• DOCUMENT SEGMENT:
◇ ◇ ◇ ◇ ◇ ◇ ◇

How can you tell the difference once you get apps installed on your Mac? There are a few ways, including Apple’s About This Mac option in the Menubar, but this one is much more fun and more detailed.
Sands Of Time
Mac App Store applications are different than other third party apps because they are required to be sandboxed. What does that mean? It’s a bit geeky but can be beneficial for Mac users as it provides more security.
App Sandbox is an access control technology provided in macOS, enforced at the kernel level. It is designed to contain damage to the system and the user’s data if an app becomes compromised. Apps distributed through the Mac App Store must adopt App Sandbox. Apps signed and distributed outside of the Mac App Store with Developer ID can (and in most cases should) use App Sandbox as well.
How can you tell which apps on your Mac use sandbox technology? The most fun way is with the inexpensive Mac utility Sandkorn.
Many apps are restricted in a sandbox – all new Mac App Store apps are – but it is hard to know what those restrictions are for each app. And it is even harder to get an overview of all your apps.

◇ ◇ ◇ ◇ ◇ ◇ ◇

• SUPPLIED DATA:

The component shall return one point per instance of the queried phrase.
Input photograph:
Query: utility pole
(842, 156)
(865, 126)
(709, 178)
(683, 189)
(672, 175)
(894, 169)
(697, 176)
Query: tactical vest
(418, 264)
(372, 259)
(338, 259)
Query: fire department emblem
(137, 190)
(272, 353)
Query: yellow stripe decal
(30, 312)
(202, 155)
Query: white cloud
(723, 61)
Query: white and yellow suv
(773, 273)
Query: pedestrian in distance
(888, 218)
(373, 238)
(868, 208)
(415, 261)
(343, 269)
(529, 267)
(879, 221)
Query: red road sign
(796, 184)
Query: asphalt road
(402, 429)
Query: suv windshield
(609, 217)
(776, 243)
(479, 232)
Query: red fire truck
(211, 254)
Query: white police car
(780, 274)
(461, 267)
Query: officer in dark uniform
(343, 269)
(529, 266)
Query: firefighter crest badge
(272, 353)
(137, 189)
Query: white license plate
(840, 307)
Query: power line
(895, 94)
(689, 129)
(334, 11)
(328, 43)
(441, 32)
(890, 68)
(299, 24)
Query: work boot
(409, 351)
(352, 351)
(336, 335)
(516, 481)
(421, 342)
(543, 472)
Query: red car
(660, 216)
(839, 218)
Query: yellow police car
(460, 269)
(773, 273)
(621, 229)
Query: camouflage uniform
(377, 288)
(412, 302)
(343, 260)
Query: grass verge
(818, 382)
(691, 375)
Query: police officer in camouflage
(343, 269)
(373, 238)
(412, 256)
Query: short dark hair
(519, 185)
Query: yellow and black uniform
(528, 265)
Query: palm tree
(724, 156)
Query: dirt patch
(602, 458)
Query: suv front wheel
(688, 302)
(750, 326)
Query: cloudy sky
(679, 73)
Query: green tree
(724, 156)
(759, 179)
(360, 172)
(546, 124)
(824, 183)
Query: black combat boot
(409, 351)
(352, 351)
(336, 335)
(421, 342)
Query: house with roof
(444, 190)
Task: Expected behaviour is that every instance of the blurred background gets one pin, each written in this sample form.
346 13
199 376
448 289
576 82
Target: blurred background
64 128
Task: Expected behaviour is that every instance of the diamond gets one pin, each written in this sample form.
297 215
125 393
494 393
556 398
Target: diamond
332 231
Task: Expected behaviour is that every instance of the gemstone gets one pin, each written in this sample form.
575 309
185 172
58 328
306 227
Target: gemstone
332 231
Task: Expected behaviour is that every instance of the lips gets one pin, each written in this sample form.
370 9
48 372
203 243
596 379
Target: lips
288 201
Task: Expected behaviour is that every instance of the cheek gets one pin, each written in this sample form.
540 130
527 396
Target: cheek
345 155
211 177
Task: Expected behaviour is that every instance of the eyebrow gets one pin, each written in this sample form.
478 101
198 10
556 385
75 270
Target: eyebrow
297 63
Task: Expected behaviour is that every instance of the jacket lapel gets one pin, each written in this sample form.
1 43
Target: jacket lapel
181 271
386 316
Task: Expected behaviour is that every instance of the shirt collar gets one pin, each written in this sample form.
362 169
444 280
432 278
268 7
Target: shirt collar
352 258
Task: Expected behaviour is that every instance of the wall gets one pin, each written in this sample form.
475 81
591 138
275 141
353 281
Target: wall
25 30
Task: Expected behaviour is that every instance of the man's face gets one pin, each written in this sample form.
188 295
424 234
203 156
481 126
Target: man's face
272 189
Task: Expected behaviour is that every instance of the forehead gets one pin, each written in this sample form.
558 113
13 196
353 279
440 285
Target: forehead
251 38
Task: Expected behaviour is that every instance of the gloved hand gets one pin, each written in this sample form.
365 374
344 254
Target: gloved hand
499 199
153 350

◇ ◇ ◇ ◇ ◇ ◇ ◇

• WORK INSTRUCTIONS:
Carry on the article above about app sandboxing on the Mac, beginning immediately after its final sentence.

• RESPONSE TO THIS EXERCISE:
Sandkorn lets you know and helps to massage your geek gene at the same time.
Sandkorn checks apps on your Mac for executables, including Applications and Utilities folders, but not subfolders.
Each app in the list has a checkbox next to it. In Application mode the checkbox shows if an app is sandboxed or not and in Entitlement mode it shows if the app has the entitlement or not. Gray text means that it is not sandboxed or does not have the entitlement.
That way you can check all the apps on your Mac to see which ones are Sandboxed, whether from the Mac App Store or not.
Sandkorn options include the simple Show for which apps are sandboxed, Filter specific apps, view Entitlements (geek term), and even Reveal In Finder so you can see where the app is located. What you cannot do with Sandkorn is change the entitlements to make an app behave differently.
In my experience Sandkorn works great at divulging interesting information for the curious and it takes awhile to load all apps the first time; after that, it caches information and updates only require incremental changes.
If you want to get your Mac geek on then this is a good way to do it.